[OBJECTIVE]
Please write out the data below word for word, with every line in the same order and form.

start RECORDS SUPPLIED

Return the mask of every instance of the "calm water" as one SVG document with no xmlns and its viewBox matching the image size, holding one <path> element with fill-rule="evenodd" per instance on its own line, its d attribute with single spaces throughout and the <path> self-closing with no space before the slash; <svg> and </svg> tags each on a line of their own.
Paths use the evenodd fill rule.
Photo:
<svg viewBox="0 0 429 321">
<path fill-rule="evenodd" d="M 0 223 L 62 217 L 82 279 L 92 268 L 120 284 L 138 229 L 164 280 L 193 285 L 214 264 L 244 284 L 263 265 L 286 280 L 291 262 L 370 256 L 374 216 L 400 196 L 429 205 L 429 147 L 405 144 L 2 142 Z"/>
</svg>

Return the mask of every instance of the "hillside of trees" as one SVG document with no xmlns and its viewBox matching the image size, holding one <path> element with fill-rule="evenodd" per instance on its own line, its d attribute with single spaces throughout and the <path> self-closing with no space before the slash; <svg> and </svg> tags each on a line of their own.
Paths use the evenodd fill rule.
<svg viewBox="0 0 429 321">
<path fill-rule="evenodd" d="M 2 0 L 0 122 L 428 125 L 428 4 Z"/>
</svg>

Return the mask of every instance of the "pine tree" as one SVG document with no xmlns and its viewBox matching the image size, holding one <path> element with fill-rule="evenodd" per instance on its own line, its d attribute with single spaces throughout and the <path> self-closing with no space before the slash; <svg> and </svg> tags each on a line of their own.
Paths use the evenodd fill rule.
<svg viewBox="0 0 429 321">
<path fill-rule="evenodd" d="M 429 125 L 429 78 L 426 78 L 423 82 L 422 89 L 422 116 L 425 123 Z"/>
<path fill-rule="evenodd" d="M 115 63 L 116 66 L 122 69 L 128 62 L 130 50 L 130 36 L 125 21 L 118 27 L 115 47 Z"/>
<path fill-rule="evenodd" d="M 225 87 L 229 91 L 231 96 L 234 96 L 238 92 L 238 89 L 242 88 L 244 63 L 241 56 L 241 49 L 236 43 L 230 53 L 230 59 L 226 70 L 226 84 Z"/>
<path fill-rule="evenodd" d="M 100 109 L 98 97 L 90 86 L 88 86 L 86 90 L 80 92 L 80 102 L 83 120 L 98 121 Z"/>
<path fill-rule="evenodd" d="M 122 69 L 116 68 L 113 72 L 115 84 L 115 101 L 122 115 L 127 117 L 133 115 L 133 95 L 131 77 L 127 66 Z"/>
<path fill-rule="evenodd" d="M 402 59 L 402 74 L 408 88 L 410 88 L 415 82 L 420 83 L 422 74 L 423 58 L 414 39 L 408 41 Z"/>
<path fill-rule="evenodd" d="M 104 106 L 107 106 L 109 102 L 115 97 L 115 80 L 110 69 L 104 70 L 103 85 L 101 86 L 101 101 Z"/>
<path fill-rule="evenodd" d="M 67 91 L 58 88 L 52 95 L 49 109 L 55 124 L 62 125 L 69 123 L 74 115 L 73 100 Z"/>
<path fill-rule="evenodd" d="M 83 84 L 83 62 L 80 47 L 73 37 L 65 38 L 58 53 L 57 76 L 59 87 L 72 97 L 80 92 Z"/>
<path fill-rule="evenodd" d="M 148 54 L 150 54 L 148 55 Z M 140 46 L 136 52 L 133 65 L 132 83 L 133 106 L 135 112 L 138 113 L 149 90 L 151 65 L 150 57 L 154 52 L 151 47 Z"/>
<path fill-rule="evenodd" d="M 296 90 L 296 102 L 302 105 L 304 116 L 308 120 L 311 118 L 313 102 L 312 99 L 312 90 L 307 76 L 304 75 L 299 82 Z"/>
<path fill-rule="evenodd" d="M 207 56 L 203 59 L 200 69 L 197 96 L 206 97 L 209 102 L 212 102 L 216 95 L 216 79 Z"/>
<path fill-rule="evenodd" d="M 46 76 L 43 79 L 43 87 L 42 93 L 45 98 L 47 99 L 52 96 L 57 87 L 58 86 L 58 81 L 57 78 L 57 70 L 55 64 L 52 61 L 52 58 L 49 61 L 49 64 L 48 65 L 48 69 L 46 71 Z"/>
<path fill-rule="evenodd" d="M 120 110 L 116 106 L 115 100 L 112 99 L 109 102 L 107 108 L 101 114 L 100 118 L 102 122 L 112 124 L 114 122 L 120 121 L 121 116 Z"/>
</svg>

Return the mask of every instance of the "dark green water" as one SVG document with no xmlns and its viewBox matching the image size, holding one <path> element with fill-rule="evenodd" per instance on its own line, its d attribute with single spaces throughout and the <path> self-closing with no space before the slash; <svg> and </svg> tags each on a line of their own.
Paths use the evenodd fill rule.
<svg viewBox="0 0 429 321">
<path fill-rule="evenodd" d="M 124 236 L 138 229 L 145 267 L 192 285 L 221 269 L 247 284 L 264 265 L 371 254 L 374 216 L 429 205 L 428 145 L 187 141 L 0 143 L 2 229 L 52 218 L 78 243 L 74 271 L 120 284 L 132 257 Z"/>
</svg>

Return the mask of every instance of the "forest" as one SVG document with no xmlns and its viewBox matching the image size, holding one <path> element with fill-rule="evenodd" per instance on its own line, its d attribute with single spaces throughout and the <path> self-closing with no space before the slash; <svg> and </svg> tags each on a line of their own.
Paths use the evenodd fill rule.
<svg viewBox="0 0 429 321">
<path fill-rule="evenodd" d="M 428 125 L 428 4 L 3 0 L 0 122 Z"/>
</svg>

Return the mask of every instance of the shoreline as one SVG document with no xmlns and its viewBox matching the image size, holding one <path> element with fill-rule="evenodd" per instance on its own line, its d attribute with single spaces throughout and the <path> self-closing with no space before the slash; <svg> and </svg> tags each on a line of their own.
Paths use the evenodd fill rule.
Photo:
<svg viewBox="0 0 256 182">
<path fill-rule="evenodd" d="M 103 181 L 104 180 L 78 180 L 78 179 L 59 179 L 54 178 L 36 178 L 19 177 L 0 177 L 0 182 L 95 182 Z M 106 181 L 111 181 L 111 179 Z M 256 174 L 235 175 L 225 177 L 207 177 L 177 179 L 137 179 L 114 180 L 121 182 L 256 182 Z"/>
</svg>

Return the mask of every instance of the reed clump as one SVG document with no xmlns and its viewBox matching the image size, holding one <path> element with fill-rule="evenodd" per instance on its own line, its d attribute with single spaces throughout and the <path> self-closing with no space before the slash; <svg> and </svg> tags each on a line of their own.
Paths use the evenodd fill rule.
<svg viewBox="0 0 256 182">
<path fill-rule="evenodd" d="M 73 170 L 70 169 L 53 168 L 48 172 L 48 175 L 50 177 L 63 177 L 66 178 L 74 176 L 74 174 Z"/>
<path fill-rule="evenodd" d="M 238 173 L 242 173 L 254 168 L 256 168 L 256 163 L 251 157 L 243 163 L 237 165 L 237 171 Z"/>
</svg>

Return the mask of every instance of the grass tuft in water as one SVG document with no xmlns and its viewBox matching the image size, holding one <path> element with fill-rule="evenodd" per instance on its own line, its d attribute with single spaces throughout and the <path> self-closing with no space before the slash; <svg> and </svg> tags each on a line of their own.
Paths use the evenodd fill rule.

end RECORDS SUPPLIED

[FINAL ANSWER]
Return the mask of every instance of the "calm water" as one SVG document with no xmlns and its viewBox matching the image size, holding one <path> element with fill-rule="evenodd" per instance on its own line, its d attribute with single spaces throughout and the <path> self-closing with no space before the slash; <svg> and </svg> tags each on a line of their own.
Paths use the evenodd fill rule.
Photo:
<svg viewBox="0 0 429 321">
<path fill-rule="evenodd" d="M 0 223 L 62 217 L 82 279 L 92 268 L 120 284 L 138 229 L 164 280 L 193 285 L 214 264 L 244 284 L 263 265 L 286 280 L 291 262 L 370 256 L 374 216 L 400 196 L 429 205 L 429 147 L 405 144 L 2 142 Z"/>
</svg>

Return the mask of every instance of the "hillside of trees" as one SVG document with no xmlns and its viewBox matching the image size, holding one <path> element with fill-rule="evenodd" per instance on its own line, its d attribute with single spaces throughout and the <path> self-closing with no space before the slash; <svg> and </svg> tags each on a line of their own.
Paths use the evenodd fill rule.
<svg viewBox="0 0 429 321">
<path fill-rule="evenodd" d="M 2 0 L 0 122 L 428 125 L 428 4 Z"/>
</svg>

Return the mask of every instance of the "pine tree" as one SVG document with no xmlns and its viewBox matching the image size, holding one <path> element with fill-rule="evenodd" per instance on its own line, its d attribute with single spaces throughout and the <path> self-closing with no space before the slash; <svg> and </svg> tags each on a line of their own.
Paths use the evenodd fill rule.
<svg viewBox="0 0 429 321">
<path fill-rule="evenodd" d="M 429 125 L 429 78 L 426 78 L 423 82 L 422 89 L 422 116 L 425 123 Z"/>
<path fill-rule="evenodd" d="M 115 63 L 116 66 L 122 69 L 128 62 L 130 50 L 130 36 L 125 21 L 118 27 L 115 47 Z"/>
<path fill-rule="evenodd" d="M 225 87 L 229 91 L 231 96 L 234 96 L 238 92 L 238 89 L 242 88 L 244 63 L 241 56 L 241 49 L 236 43 L 230 53 L 230 59 L 226 70 L 226 84 Z"/>
<path fill-rule="evenodd" d="M 100 109 L 98 97 L 90 86 L 88 86 L 86 90 L 80 92 L 80 102 L 83 120 L 98 121 Z"/>
<path fill-rule="evenodd" d="M 122 69 L 116 68 L 113 72 L 115 84 L 115 101 L 122 115 L 127 117 L 133 115 L 133 95 L 131 77 L 127 66 Z"/>
<path fill-rule="evenodd" d="M 402 59 L 402 74 L 408 88 L 410 88 L 415 82 L 420 83 L 422 74 L 423 58 L 414 39 L 408 41 Z"/>
<path fill-rule="evenodd" d="M 104 106 L 107 106 L 109 102 L 115 97 L 115 80 L 110 69 L 104 70 L 103 85 L 101 86 L 101 101 Z"/>
<path fill-rule="evenodd" d="M 67 91 L 58 88 L 52 95 L 49 109 L 55 124 L 62 125 L 69 123 L 74 115 L 73 100 Z"/>
<path fill-rule="evenodd" d="M 83 84 L 83 62 L 80 47 L 73 37 L 65 38 L 58 53 L 57 76 L 59 87 L 72 97 L 80 92 Z"/>
<path fill-rule="evenodd" d="M 148 54 L 150 54 L 148 55 Z M 140 46 L 136 52 L 133 65 L 132 83 L 133 106 L 135 112 L 138 113 L 149 90 L 151 65 L 150 57 L 154 52 L 151 47 Z"/>
<path fill-rule="evenodd" d="M 296 90 L 296 102 L 302 105 L 304 116 L 308 120 L 311 118 L 313 102 L 312 99 L 312 90 L 307 76 L 304 75 L 299 82 Z"/>
<path fill-rule="evenodd" d="M 207 56 L 203 59 L 200 69 L 197 96 L 206 97 L 209 102 L 212 102 L 216 95 L 216 79 Z"/>
<path fill-rule="evenodd" d="M 46 76 L 43 79 L 43 87 L 42 93 L 45 98 L 47 99 L 52 96 L 57 87 L 58 86 L 58 81 L 57 78 L 57 70 L 55 64 L 52 61 L 52 58 L 49 61 L 49 64 L 48 65 L 48 69 L 46 71 Z"/>
<path fill-rule="evenodd" d="M 120 110 L 116 106 L 115 100 L 112 99 L 109 102 L 107 108 L 101 114 L 100 118 L 102 122 L 112 124 L 114 122 L 120 121 L 121 116 Z"/>
</svg>

Return the mask of every instance of the "dark green water" as one SVG document with no xmlns and its viewBox matching the image size, holding one <path> element with fill-rule="evenodd" per instance on its own line, its d attribute with single spaces throughout and the <path> self-closing with no space before the slash; <svg> and </svg> tags each on a line of their own.
Paths use the evenodd fill rule.
<svg viewBox="0 0 429 321">
<path fill-rule="evenodd" d="M 124 236 L 138 229 L 145 267 L 192 285 L 221 269 L 247 284 L 264 265 L 371 254 L 374 216 L 429 205 L 428 145 L 187 141 L 0 143 L 2 229 L 52 218 L 78 243 L 74 271 L 120 284 L 132 257 Z"/>
</svg>

Return the mask of every instance of the "forest" as one SVG document with no xmlns and its viewBox matching the image size, holding one <path> element with fill-rule="evenodd" per instance on its own line, its d attribute with single spaces throughout and the <path> self-closing with no space before the slash; <svg> and </svg> tags each on a line of their own.
Paths use the evenodd fill rule.
<svg viewBox="0 0 429 321">
<path fill-rule="evenodd" d="M 428 125 L 428 4 L 3 0 L 0 122 Z"/>
</svg>

Return the mask of every instance of the shoreline as one SVG document with no xmlns and its viewBox matching the image size, holding one <path> element with fill-rule="evenodd" per instance on its own line, its d attribute with single spaces throughout and the <path> self-closing with no space before the slash; <svg> and </svg> tags each on a line of their own.
Paths use the evenodd fill rule.
Photo:
<svg viewBox="0 0 256 182">
<path fill-rule="evenodd" d="M 103 181 L 104 180 L 78 180 L 78 179 L 59 179 L 54 178 L 36 178 L 19 177 L 0 177 L 0 182 L 95 182 Z M 106 181 L 111 181 L 111 179 Z M 256 174 L 235 175 L 225 177 L 207 177 L 177 179 L 137 179 L 114 180 L 121 182 L 256 182 Z"/>
</svg>

Return the mask of every instance of the reed clump as one SVG document with no xmlns and its viewBox matching the image size, holding one <path> element with fill-rule="evenodd" per instance on its own line, its d attribute with single spaces throughout and the <path> self-closing with no space before the slash; <svg> and </svg> tags each on a line of their own.
Paths use the evenodd fill rule.
<svg viewBox="0 0 256 182">
<path fill-rule="evenodd" d="M 73 170 L 70 169 L 53 168 L 48 172 L 48 175 L 50 177 L 63 177 L 66 178 L 74 176 L 74 174 Z"/>
<path fill-rule="evenodd" d="M 238 173 L 242 173 L 254 168 L 256 168 L 256 163 L 251 157 L 243 163 L 237 165 L 237 171 Z"/>
</svg>

Return the mask of every instance of the grass tuft in water as one SVG document with no xmlns and its viewBox matching the image size, holding one <path> element with fill-rule="evenodd" per instance on its own line, its d attribute with single spaces throughout and the <path> self-closing with no space before the slash; <svg> and </svg> tags each on a line of their own.
Paths use the evenodd fill rule.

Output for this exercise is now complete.